WORK TO BE COMPLETED:
Transcribe the entries below exactly.

::::::::::

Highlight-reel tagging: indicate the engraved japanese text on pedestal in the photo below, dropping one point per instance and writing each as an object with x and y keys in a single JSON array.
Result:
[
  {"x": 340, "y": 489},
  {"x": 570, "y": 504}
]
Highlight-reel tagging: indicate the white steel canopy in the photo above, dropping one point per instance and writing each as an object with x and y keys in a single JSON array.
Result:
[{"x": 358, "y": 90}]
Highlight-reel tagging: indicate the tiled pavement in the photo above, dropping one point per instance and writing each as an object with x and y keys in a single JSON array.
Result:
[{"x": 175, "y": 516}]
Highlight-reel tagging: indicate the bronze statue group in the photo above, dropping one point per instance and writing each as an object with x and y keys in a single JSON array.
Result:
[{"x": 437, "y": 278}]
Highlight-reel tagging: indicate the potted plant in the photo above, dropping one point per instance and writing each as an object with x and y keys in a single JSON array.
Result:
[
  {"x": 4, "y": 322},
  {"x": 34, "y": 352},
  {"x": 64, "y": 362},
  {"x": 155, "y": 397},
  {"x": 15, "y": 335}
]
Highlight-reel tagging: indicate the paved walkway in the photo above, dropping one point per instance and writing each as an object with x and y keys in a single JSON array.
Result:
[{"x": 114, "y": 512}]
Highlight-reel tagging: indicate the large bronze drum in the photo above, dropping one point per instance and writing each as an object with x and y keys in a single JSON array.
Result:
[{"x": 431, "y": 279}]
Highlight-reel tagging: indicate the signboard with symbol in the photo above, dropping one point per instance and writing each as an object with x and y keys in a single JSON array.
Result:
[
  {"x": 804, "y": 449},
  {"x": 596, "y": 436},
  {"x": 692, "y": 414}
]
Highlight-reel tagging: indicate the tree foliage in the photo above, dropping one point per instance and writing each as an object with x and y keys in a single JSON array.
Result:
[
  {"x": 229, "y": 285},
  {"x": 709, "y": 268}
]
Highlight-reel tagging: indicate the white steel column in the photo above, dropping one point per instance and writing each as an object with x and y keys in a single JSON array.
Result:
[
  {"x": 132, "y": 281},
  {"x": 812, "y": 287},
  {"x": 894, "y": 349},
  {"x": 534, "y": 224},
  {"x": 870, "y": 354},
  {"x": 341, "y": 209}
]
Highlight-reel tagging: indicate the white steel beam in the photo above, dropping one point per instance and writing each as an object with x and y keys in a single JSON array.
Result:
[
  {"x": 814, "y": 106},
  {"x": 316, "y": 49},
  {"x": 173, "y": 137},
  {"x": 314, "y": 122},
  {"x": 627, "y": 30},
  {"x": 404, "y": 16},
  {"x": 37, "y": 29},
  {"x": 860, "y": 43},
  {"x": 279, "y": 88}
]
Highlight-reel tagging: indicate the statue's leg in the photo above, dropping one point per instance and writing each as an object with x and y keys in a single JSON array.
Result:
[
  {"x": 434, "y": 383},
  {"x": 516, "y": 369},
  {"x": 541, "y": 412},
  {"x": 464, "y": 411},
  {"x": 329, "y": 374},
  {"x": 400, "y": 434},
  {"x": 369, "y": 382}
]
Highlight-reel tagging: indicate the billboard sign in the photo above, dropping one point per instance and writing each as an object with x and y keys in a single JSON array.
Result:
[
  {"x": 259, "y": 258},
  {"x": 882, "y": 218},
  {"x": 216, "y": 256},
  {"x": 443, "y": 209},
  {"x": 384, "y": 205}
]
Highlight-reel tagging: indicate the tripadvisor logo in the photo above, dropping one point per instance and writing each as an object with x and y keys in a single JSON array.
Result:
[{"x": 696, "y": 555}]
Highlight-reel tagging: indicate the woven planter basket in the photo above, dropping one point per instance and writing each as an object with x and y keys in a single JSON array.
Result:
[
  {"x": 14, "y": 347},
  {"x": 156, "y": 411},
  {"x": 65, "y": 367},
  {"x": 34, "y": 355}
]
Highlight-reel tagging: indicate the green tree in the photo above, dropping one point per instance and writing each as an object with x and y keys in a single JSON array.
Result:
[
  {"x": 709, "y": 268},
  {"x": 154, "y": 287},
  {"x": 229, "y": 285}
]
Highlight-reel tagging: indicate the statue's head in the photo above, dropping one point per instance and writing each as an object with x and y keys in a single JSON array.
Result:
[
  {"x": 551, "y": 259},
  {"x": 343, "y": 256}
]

::::::::::

CORRECT RESPONSE:
Highlight-reel tagging: indicate the engraved japanese text on pedestal in the photo below, dropping one point per instance and writing each as an object with x and y keys in a single JSON array.
Result:
[
  {"x": 340, "y": 489},
  {"x": 570, "y": 504}
]
Highlight-reel tagging: indicate the white steel canopy in the photo above, dropping one point per instance and writing each as an object with x and y keys in a single JSON array.
Result:
[{"x": 358, "y": 90}]
Highlight-reel tagging: indicate the tiled pavement in the photo above, dropping one point per instance and writing each as an object with x and y keys in a single JSON array.
Result:
[{"x": 175, "y": 516}]
Highlight-reel tagging: indicate the bronze statue group in the photo above, dropping one point per instance and writing each as an object with x and y keys in a single JSON array.
Result:
[{"x": 437, "y": 278}]
Highlight-reel tagging: indicate the potted plant in the photo above, dropping one point per instance and writing each as an object with x and y keys in a single JSON array.
Result:
[
  {"x": 4, "y": 322},
  {"x": 34, "y": 352},
  {"x": 64, "y": 362},
  {"x": 155, "y": 397},
  {"x": 15, "y": 335}
]
Highlight-reel tagging: indicate the paved walkway in the photo above, dropping one point per instance and writing each as an object with x and y keys in a single JSON array.
Result:
[{"x": 114, "y": 512}]
Highlight-reel tagging: indicate the large bronze drum in the photo above, dropping one point per instance and writing each as an object with x and y keys in a single JSON array.
Result:
[{"x": 431, "y": 279}]
Highlight-reel tagging: indicate the signboard with symbol in the photo above, dropping one point per instance and writing each as an object with x and y keys in a single JSON array.
Result:
[
  {"x": 804, "y": 449},
  {"x": 596, "y": 436},
  {"x": 692, "y": 414}
]
Highlight-reel tagging: indicate the tree foliage in the photo above, dropping one point per instance and writing each as an object with x and y keys in a single JSON array.
Result:
[
  {"x": 229, "y": 285},
  {"x": 709, "y": 268}
]
Highlight-reel tagging: indicate the white steel column in the photo above, dropping one point per instance and writing each as an object with x and y keys in a single JSON array.
Result:
[
  {"x": 132, "y": 281},
  {"x": 812, "y": 287},
  {"x": 894, "y": 349},
  {"x": 534, "y": 224},
  {"x": 870, "y": 354},
  {"x": 341, "y": 209}
]
Highlight-reel tagging: indicate the white steel beam in the photo above, dropping one point per instance and writing each as an object with x and y keys in a single JSON array.
Result:
[
  {"x": 814, "y": 106},
  {"x": 316, "y": 49},
  {"x": 173, "y": 137},
  {"x": 314, "y": 122},
  {"x": 627, "y": 30},
  {"x": 404, "y": 16},
  {"x": 37, "y": 29},
  {"x": 860, "y": 43},
  {"x": 279, "y": 88}
]
Highlight-reel tagging: indicate the statue's leg in the photo above, dropping one point per instance and writing each as an object with x and y keys in a single JSON array.
Result:
[
  {"x": 434, "y": 383},
  {"x": 516, "y": 369},
  {"x": 541, "y": 412},
  {"x": 464, "y": 411},
  {"x": 329, "y": 374},
  {"x": 400, "y": 434},
  {"x": 369, "y": 382}
]
Highlight-reel tagging: indicate the billboard sign in the photo above, dropping one point per instance and writing each as an object with x and y keys in a single JSON array.
Result:
[
  {"x": 259, "y": 258},
  {"x": 882, "y": 218},
  {"x": 216, "y": 256},
  {"x": 443, "y": 209},
  {"x": 384, "y": 205}
]
Highlight-reel tagging: indicate the tripadvisor logo in the photo above, dropping one point per instance and writing each as an object with x and y keys in a single JSON array.
Result:
[{"x": 696, "y": 555}]
Highlight-reel tagging: indicate the woven planter basket in the photo above, dropping one point per instance and writing each as an object with x and y keys in a single JSON array.
Result:
[
  {"x": 14, "y": 347},
  {"x": 156, "y": 411},
  {"x": 65, "y": 367},
  {"x": 34, "y": 355}
]
Highlight-reel tagging: indicate the green tree in the photo above, dropping one point per instance and writing each as an object with x and y keys in a single JSON array.
Result:
[
  {"x": 709, "y": 268},
  {"x": 154, "y": 287},
  {"x": 229, "y": 285}
]
Highlight-reel tagging: indicate the statue's head in the photo above, dropping one point per instance and writing each as an object with x and y keys in a single JSON array.
Result:
[
  {"x": 551, "y": 259},
  {"x": 343, "y": 256}
]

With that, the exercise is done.